Entries from a data source:
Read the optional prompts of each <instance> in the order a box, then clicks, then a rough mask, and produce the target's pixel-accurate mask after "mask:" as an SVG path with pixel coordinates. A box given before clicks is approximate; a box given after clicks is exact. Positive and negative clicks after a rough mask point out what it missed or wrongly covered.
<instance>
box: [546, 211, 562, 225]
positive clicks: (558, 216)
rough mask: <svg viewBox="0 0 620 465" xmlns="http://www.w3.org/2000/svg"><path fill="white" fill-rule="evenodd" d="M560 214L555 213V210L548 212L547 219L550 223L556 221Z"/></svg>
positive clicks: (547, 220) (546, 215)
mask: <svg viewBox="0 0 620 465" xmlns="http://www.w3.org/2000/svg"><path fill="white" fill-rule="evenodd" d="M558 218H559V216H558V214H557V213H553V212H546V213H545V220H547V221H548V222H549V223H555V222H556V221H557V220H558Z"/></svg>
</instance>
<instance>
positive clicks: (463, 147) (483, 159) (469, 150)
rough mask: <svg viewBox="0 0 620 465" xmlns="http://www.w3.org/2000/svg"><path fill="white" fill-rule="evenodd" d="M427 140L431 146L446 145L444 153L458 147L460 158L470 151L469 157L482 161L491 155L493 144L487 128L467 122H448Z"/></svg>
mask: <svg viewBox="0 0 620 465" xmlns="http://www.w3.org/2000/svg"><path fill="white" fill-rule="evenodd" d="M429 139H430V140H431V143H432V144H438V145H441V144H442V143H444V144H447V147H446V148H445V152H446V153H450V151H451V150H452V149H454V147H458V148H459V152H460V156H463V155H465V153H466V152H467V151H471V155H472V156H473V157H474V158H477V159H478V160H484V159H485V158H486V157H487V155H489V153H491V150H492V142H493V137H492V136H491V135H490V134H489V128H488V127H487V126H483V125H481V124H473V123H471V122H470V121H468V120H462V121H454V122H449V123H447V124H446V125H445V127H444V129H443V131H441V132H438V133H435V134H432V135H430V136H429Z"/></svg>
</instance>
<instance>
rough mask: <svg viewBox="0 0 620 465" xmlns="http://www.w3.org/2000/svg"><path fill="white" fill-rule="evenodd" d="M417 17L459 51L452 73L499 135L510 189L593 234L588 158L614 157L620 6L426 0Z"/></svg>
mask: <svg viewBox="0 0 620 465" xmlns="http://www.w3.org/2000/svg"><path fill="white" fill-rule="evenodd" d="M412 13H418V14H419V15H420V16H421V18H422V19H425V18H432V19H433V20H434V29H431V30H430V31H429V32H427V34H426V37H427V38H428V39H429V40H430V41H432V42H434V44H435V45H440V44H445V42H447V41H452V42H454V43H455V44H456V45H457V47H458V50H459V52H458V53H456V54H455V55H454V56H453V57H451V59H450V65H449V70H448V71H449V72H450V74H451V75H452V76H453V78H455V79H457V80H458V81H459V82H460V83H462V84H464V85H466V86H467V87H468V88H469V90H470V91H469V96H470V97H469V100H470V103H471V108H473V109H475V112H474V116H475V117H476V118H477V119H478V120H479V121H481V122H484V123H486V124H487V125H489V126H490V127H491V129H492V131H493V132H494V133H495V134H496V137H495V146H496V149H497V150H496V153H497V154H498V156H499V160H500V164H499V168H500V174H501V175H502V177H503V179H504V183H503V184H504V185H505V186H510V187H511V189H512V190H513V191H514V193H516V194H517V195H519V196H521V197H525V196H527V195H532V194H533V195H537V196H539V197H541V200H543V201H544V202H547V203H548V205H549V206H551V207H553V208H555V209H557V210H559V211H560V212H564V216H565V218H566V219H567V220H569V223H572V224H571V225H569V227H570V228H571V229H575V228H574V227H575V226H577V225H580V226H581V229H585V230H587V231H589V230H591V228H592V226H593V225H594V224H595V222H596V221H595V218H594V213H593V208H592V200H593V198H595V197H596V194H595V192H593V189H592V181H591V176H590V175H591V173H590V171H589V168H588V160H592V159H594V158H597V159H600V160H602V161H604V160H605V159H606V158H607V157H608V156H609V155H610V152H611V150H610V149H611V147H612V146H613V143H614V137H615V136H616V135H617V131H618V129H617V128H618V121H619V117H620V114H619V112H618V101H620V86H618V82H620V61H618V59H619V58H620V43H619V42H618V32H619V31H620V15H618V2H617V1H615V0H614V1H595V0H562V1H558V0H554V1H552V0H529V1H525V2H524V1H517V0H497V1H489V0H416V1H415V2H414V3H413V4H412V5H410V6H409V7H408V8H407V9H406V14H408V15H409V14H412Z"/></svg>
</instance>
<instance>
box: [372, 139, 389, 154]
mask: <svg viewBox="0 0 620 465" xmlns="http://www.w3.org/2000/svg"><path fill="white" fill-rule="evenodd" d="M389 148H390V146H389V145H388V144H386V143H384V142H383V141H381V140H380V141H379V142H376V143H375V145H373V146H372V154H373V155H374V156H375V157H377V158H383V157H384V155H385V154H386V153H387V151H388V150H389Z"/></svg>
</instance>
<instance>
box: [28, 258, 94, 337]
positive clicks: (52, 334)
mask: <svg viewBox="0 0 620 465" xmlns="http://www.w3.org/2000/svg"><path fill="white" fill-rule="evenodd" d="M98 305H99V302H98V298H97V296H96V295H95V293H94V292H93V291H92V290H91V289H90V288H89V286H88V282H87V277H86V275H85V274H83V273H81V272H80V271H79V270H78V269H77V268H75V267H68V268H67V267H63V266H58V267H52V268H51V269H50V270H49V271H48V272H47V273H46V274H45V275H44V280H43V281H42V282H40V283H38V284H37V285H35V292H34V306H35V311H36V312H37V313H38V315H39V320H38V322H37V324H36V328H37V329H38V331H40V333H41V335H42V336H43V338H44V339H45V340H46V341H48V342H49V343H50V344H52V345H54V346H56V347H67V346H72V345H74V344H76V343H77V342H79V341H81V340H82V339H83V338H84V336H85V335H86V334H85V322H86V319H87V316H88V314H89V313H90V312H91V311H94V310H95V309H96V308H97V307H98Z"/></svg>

Task details: Pull out every line in the entries above that contains the string "clicks".

Worked solution:
Read the optional prompts of each <instance> in the order a box, then clicks, then a rough mask, and produce the target's pixel-accurate mask after "mask:" as an SVG path with pixel coordinates. A box given before clicks is approximate; a box given after clicks is exact. Positive and negative clicks after a rough mask point out what it missed or wrongly covered.
positive clicks: (558, 216)
positive clicks: (547, 220) (546, 215)
positive clicks: (463, 147) (483, 159) (469, 150)
positive clicks: (52, 334)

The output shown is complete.